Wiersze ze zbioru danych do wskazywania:
>>
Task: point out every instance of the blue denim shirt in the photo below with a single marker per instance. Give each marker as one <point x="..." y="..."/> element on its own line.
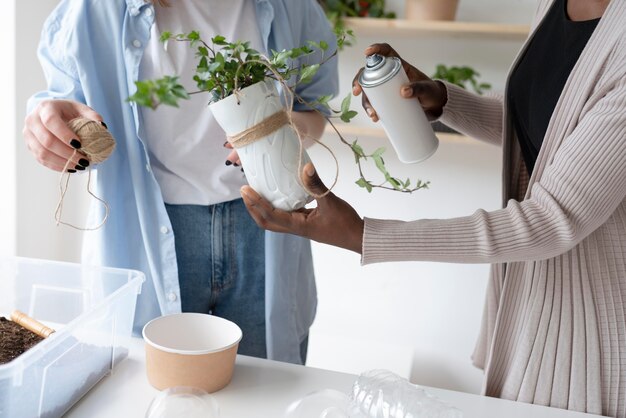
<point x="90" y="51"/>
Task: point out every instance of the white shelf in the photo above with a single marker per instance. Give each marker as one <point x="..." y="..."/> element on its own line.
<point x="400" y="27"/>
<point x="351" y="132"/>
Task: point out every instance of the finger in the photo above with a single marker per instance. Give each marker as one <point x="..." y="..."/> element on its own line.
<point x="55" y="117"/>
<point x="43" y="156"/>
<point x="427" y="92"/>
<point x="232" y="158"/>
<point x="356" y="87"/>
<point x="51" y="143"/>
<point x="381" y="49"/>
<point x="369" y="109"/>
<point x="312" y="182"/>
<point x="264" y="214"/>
<<
>>
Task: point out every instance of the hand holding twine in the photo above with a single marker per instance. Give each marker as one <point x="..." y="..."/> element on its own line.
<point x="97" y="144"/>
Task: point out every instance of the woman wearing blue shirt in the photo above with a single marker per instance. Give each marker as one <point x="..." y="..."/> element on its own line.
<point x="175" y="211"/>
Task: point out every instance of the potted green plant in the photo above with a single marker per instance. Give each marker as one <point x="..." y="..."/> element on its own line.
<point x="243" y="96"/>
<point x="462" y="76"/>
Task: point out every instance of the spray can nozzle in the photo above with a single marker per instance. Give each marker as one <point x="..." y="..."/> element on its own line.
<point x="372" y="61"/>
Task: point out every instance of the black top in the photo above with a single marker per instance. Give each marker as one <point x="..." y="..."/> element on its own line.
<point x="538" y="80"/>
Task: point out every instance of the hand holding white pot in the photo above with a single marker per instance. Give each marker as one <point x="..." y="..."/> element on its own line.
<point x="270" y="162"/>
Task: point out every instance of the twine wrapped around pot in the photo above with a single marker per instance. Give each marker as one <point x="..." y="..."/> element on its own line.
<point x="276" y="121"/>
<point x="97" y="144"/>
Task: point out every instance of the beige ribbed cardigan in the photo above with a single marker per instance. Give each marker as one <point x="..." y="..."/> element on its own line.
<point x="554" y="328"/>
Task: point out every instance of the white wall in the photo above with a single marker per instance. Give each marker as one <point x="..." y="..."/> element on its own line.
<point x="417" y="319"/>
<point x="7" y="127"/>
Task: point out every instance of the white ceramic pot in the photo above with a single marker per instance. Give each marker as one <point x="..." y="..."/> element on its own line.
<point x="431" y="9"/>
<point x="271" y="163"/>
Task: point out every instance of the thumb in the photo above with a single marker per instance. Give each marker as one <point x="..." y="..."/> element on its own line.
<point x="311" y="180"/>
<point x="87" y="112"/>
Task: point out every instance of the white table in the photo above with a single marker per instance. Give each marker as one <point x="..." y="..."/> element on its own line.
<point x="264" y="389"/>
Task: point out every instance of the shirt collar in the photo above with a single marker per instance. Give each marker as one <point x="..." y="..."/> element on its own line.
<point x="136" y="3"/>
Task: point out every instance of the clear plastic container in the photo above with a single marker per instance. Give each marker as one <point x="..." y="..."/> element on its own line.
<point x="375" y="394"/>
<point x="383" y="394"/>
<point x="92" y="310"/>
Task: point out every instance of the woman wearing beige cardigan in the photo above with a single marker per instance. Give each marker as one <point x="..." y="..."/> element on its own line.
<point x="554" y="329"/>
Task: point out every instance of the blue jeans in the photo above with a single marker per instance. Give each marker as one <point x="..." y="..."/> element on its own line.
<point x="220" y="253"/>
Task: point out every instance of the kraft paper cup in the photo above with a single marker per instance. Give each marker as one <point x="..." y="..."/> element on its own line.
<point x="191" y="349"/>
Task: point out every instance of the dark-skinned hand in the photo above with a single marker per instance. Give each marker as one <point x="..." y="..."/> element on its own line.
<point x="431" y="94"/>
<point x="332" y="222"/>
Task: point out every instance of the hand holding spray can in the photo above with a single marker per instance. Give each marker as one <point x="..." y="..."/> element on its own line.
<<
>>
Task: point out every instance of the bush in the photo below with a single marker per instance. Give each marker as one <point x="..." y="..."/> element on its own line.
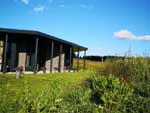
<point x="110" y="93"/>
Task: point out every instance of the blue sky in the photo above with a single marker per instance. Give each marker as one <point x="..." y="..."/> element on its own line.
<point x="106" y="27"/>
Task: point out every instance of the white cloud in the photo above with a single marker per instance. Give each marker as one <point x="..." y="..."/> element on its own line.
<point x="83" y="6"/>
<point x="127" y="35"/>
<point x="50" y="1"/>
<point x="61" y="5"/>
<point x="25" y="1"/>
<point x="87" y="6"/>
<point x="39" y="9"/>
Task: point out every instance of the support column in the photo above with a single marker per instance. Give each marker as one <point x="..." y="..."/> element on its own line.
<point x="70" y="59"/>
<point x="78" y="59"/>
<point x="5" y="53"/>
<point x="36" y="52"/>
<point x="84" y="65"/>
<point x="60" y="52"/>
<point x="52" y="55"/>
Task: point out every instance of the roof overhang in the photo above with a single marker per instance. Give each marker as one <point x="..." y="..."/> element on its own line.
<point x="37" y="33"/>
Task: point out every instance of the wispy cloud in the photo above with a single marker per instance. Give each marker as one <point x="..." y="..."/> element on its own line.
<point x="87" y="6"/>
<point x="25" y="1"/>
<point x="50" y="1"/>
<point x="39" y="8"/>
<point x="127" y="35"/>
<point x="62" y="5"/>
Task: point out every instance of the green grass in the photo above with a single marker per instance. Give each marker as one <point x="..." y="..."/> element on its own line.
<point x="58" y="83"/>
<<
- Polecenie -
Podaj jako listę numerowaną fragment wpisów, który zaczyna się wierszem zawierającym "Task: point out every instance of the dark-skinned", a kończy wierszem zawierającym "Task: point out every instance of the hand holding spray", z oboma tymi wierszami włącznie. Puste wiersze pomiń.

- Wynik ćwiczenia -
1. Task: point out every instance of the dark-skinned hand in the photo above with a single marker per instance. Give each marker as one <point x="..." y="..."/> element on its own line.
2. <point x="431" y="94"/>
3. <point x="332" y="222"/>
4. Task: point out every instance of the hand holding spray can in the photo above with a single marker per instance. Give each marker as one <point x="..." y="..."/> element on its own line.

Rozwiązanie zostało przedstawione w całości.